Format the material below as a numbered list, dropping any blank lines.

____

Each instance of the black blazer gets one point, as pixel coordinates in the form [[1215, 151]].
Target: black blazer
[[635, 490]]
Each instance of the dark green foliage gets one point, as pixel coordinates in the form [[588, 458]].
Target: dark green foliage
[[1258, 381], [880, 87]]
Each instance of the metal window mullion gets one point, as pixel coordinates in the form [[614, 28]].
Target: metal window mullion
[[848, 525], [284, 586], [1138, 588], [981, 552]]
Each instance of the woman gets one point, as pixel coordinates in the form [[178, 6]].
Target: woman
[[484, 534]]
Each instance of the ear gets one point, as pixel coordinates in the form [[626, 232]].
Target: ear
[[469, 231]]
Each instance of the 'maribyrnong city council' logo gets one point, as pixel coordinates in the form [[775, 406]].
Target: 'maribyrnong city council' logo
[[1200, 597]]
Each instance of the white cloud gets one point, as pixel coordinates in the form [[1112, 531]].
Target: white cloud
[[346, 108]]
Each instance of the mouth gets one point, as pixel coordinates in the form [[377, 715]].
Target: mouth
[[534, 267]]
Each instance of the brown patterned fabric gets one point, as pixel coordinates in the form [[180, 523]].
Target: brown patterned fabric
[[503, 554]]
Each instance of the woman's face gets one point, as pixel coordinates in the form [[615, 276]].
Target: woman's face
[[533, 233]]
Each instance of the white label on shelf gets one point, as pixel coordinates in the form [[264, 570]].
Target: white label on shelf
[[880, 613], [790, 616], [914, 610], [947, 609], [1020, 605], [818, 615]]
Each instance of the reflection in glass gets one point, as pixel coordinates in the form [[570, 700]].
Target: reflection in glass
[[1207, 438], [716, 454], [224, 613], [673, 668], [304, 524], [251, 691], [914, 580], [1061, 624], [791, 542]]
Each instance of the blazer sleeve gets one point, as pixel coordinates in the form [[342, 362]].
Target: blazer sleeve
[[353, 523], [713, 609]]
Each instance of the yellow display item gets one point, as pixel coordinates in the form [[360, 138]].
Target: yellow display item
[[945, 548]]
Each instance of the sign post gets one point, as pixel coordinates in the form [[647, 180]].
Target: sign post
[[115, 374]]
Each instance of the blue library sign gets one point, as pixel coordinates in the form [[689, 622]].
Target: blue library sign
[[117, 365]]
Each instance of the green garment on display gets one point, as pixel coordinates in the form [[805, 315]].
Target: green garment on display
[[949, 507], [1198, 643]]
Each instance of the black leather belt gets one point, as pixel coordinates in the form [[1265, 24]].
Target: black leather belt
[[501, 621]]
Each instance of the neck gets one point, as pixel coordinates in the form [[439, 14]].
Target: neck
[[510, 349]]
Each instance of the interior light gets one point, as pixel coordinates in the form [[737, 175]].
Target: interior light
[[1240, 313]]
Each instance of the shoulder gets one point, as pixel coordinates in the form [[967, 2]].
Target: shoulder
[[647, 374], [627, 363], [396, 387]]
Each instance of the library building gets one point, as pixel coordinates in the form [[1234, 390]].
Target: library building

____

→ **Solution below**
1. Each instance of the black blazer gets one point, as pixel coordinates in the form [[1215, 151]].
2. Target: black blazer
3. [[635, 490]]
4. Each instance of the dark green foliage gets one point, as pixel coordinates in the form [[588, 458]].
5. Target: dark green foliage
6. [[1258, 381], [880, 87]]
7. Each instance of the metal window mullion gets one point, as pixel coordinates in the form [[614, 28]].
8. Target: metal window mullion
9. [[848, 525], [284, 586], [1138, 588], [981, 552]]
10. Each instance of the woman gets one point, as pixel coordinates in the form [[178, 6]].
11. Target: woman
12. [[484, 534]]
13. Each instance of the ear gets one point, as pixel coordinates in the form [[626, 232]].
14. Target: ear
15. [[469, 231]]
16. Each instance of the 'maribyrnong city council' logo gets one point, as pixel coordinates in the form [[775, 406]].
17. Target: 'maribyrnong city council' logo
18. [[1200, 597]]
19. Each instance of the white cloud gets one point, as pixel coordinates in the form [[1112, 531]].
20. Target: white cloud
21. [[346, 108]]
22. Each instance of the mouth gets one point, as pixel coordinates in the form [[377, 715]].
23. Target: mouth
24. [[534, 267]]
25. Each instance of the brown patterned fabric gets one point, as pixel coordinates in the form [[180, 523]].
26. Target: brown patterned fabric
27. [[503, 554]]
28. Each instance of the woman's face gets one point, as pixel coordinates in the form [[615, 276]].
29. Target: woman's face
30. [[533, 233]]
31. Each instance of the white label on shelf gets one point, as pixel coordinates in the form [[264, 570]].
32. Target: white label on shelf
33. [[880, 613], [790, 616], [914, 610], [947, 609], [1020, 605], [818, 615]]
34. Each instance of the reflection in glass gets one point, as pixel coordinates in the form [[570, 700]].
35. Target: reflection in glass
36. [[1207, 438], [716, 454], [224, 613], [673, 668], [304, 524], [251, 691], [914, 580], [1061, 624], [791, 542]]
37. Each instance of the blazer sleeve gets one point, as pixel coordinates in the form [[342, 362]].
38. Target: blazer sleeve
39. [[353, 523], [713, 609]]
40. Each instance of the yellow display item gets one point, as pixel coordinates in the form [[360, 138]].
41. Target: yellow display item
42. [[945, 548]]
43. Each instance of the sign post gets one point, as pixel coordinates in the form [[647, 180]].
44. Target: sign post
45. [[115, 374]]
46. Each instance of the blue library sign gets one point, as pixel coordinates in the form [[689, 622]].
47. Target: blue library sign
48. [[117, 365]]
49. Each instance of the green garment on display gets one point, as pixel coordinates in the form [[805, 315]].
50. Target: green garment on display
51. [[949, 507], [1198, 643]]
52. Each instance of the black leather belt gets one point, as pixel coordinates in the form [[1265, 24]].
53. Target: black leather belt
54. [[501, 621]]
55. Each instance of the neck gets one point, as pixel coordinates in the form [[439, 14]].
56. Target: neck
57. [[510, 349]]
58. Each instance of the interior light gets one point, as pixel coordinates in the form [[737, 175]].
59. Target: interior light
60. [[1240, 313]]
61. Each instance of the shoulder gets one point, as pixel coordinates in the form [[967, 2]].
62. Target: shoulder
63. [[647, 374], [627, 363], [396, 387]]
64. Each instance of the library building gets one point, as pixel coordinates in the form [[1234, 390]].
65. Target: library building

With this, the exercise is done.